==== RECORDED DATA ====

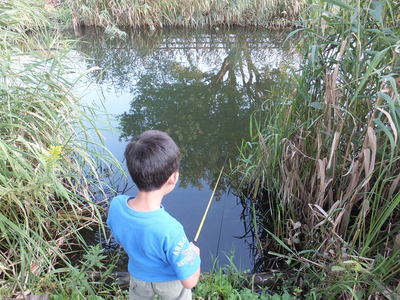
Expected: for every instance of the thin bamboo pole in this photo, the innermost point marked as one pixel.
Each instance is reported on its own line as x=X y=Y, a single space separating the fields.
x=208 y=207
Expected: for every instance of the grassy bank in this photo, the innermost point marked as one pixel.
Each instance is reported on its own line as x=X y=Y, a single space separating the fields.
x=48 y=175
x=322 y=170
x=190 y=13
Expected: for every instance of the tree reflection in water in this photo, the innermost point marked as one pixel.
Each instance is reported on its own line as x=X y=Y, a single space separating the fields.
x=200 y=87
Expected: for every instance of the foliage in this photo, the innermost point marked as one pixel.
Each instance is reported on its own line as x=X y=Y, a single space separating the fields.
x=48 y=172
x=230 y=283
x=323 y=162
x=92 y=279
x=192 y=13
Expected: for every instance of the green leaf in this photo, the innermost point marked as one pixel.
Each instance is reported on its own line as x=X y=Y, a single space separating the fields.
x=339 y=3
x=317 y=105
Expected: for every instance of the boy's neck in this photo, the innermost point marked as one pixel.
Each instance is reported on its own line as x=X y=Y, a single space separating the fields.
x=147 y=201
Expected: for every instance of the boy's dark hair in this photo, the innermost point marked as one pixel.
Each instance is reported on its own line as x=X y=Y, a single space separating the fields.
x=151 y=159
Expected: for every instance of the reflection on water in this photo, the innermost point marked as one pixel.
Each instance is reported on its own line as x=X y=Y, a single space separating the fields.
x=200 y=87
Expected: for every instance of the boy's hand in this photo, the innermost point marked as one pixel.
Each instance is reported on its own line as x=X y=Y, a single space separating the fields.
x=195 y=248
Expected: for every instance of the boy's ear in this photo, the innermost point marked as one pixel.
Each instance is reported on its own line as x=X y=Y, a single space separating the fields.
x=173 y=179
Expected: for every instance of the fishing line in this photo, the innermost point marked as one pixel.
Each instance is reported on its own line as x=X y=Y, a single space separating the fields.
x=220 y=227
x=209 y=203
x=208 y=207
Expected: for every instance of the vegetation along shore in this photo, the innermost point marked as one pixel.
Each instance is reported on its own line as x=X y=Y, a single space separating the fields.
x=319 y=177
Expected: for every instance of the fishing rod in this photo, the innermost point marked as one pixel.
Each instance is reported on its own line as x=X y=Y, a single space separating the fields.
x=208 y=206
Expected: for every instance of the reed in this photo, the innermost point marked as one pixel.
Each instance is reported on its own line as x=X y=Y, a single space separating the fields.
x=191 y=13
x=48 y=175
x=324 y=162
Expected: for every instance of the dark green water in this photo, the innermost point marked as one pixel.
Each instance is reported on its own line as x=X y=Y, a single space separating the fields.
x=202 y=88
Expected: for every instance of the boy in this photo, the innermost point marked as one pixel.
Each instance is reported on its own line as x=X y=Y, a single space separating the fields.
x=161 y=259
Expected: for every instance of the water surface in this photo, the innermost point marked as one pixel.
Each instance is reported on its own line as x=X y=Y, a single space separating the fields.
x=201 y=87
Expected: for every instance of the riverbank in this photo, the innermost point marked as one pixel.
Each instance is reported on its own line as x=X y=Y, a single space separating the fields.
x=319 y=177
x=48 y=176
x=186 y=13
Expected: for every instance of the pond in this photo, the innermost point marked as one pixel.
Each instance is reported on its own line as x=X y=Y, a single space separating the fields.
x=202 y=88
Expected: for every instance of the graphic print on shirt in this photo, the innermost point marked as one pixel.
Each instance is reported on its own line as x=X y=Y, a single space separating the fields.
x=185 y=251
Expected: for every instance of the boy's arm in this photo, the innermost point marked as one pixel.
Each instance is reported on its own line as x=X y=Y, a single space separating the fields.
x=192 y=280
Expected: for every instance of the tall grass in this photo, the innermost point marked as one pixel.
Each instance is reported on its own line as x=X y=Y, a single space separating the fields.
x=47 y=173
x=190 y=13
x=324 y=161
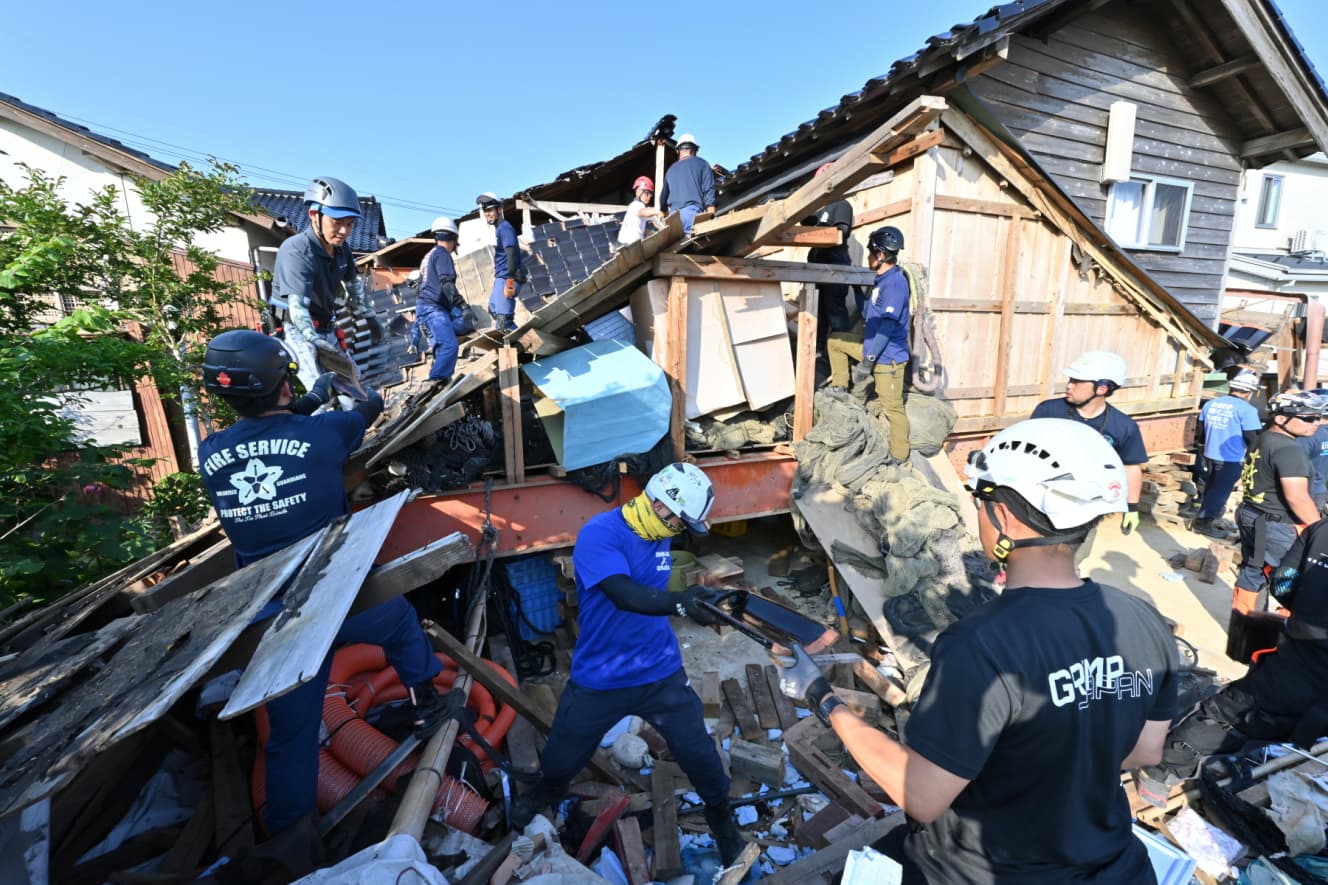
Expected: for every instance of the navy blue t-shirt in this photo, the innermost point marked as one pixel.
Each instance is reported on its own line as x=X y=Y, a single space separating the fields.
x=278 y=479
x=619 y=649
x=1113 y=424
x=505 y=235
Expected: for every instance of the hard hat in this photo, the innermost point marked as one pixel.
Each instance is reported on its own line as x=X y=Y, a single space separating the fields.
x=687 y=492
x=1298 y=404
x=1097 y=366
x=886 y=239
x=1245 y=382
x=246 y=364
x=1064 y=469
x=332 y=197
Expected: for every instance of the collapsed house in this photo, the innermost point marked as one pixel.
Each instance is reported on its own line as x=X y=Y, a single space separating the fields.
x=988 y=149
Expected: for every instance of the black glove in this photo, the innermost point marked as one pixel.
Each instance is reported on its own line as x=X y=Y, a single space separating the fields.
x=802 y=678
x=375 y=328
x=689 y=603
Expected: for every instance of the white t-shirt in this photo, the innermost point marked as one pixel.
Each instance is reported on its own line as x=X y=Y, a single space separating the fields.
x=634 y=226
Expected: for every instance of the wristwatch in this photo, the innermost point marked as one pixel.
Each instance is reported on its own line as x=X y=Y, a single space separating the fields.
x=826 y=706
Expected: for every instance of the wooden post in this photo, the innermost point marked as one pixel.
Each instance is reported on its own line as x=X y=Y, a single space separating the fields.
x=805 y=368
x=1007 y=312
x=509 y=386
x=676 y=367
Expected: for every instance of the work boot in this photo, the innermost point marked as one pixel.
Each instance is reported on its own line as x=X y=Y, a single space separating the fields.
x=430 y=710
x=724 y=829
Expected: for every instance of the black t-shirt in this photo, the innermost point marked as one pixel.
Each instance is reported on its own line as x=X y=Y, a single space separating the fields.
x=1113 y=424
x=1275 y=457
x=1037 y=698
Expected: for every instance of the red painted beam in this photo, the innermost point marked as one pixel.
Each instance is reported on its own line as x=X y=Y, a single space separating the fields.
x=543 y=513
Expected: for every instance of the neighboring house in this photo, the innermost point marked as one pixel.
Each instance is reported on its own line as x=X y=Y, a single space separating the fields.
x=1145 y=114
x=90 y=161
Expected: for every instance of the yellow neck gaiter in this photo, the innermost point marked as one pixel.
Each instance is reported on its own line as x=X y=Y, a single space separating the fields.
x=642 y=518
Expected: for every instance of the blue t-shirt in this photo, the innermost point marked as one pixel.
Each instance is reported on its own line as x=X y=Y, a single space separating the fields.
x=274 y=480
x=619 y=649
x=505 y=235
x=886 y=335
x=1113 y=424
x=1316 y=447
x=1225 y=421
x=437 y=266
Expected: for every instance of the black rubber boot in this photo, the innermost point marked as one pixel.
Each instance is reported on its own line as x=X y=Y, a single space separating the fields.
x=725 y=832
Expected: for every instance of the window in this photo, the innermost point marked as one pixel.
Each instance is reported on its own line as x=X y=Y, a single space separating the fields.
x=1270 y=201
x=1149 y=213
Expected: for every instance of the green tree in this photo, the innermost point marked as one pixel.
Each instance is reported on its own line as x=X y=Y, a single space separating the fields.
x=141 y=311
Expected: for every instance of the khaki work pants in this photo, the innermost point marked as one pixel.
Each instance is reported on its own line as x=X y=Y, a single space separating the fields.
x=889 y=379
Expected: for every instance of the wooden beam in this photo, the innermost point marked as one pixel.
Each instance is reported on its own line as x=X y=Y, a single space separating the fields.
x=1217 y=73
x=509 y=387
x=805 y=368
x=760 y=270
x=1276 y=142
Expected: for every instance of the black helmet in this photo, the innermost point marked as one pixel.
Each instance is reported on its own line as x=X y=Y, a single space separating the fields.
x=886 y=239
x=332 y=197
x=246 y=364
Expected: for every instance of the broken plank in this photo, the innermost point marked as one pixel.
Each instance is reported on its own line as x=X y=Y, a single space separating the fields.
x=782 y=704
x=741 y=708
x=760 y=688
x=668 y=855
x=298 y=641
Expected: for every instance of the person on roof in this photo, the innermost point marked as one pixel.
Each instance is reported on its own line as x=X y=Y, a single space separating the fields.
x=833 y=298
x=1229 y=427
x=639 y=211
x=509 y=273
x=1276 y=502
x=440 y=310
x=1080 y=677
x=315 y=270
x=881 y=346
x=274 y=479
x=1089 y=380
x=627 y=661
x=688 y=184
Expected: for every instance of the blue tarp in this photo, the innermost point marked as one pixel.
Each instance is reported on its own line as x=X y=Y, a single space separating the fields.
x=600 y=400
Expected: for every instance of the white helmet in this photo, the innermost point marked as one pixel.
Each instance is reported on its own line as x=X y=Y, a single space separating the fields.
x=1064 y=469
x=1097 y=366
x=687 y=492
x=1245 y=380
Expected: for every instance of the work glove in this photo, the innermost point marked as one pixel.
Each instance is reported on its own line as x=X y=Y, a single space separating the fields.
x=801 y=678
x=375 y=328
x=689 y=603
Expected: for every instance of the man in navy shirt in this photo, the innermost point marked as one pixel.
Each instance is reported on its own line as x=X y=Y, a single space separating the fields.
x=440 y=308
x=627 y=661
x=688 y=184
x=509 y=273
x=1089 y=382
x=275 y=477
x=1077 y=675
x=882 y=348
x=312 y=271
x=1229 y=427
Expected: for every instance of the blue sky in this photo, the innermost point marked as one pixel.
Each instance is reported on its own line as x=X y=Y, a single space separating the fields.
x=428 y=104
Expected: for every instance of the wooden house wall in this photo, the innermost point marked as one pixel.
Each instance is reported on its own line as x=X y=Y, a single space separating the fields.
x=1055 y=96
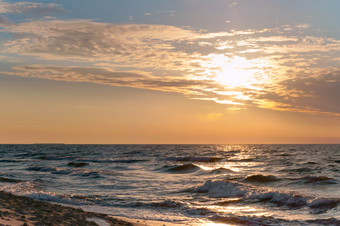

====

EXERCISE AIM
Among the lines above, return those that contain the string "blue".

TASK ANSWER
Expected: for every instance of the navy blue t-shirt in this photo, the innermost point marked as one pixel.
Expected: for every instance of the blue t-shirt in this photo, the innermost point marked as one pixel.
Expected: for every instance of the blue tarp in this photo, the innermost point marked as one pixel.
Expected: for every instance of the blue sky in this photo, the innermost point marked as one pixel.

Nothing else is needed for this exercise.